**PROVIDED INFORMATION**
[Start]

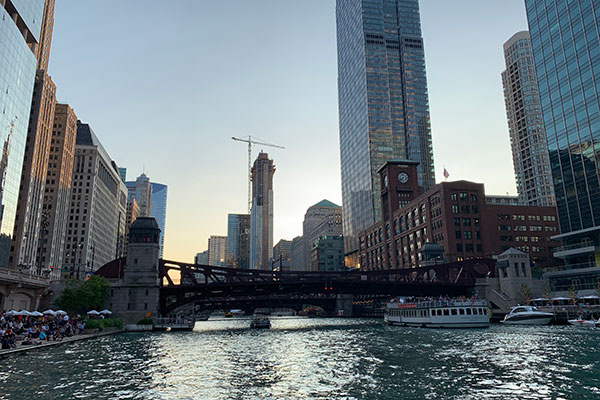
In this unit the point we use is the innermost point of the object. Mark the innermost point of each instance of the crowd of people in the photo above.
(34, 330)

[End]
[Start]

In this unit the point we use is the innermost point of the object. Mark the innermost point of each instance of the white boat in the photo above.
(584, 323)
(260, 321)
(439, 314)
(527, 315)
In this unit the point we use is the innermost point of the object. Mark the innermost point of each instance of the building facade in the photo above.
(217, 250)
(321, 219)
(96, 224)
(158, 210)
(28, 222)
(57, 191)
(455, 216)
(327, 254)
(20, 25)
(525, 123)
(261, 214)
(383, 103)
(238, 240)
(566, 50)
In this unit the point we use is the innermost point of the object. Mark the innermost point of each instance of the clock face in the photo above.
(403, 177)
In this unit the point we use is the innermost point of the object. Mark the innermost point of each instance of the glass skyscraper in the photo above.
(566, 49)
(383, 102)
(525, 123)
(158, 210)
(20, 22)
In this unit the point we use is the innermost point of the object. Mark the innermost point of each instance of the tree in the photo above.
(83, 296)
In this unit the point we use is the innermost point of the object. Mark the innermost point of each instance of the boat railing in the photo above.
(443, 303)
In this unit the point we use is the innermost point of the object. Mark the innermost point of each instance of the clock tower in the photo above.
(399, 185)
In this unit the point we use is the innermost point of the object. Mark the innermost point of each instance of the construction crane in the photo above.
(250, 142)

[End]

**PROBLEM DETAILS**
Which lines in the items above contain the string "clock"? Return each of those lines in full.

**FULL RESPONSE**
In this unit the point we use is the innermost point of the object. Mark the innermost point of each instance of the clock face in the photo above.
In this unit the point we use is the innermost point of the object. Mark the innermost point of each instance of the clock tower in the photo above.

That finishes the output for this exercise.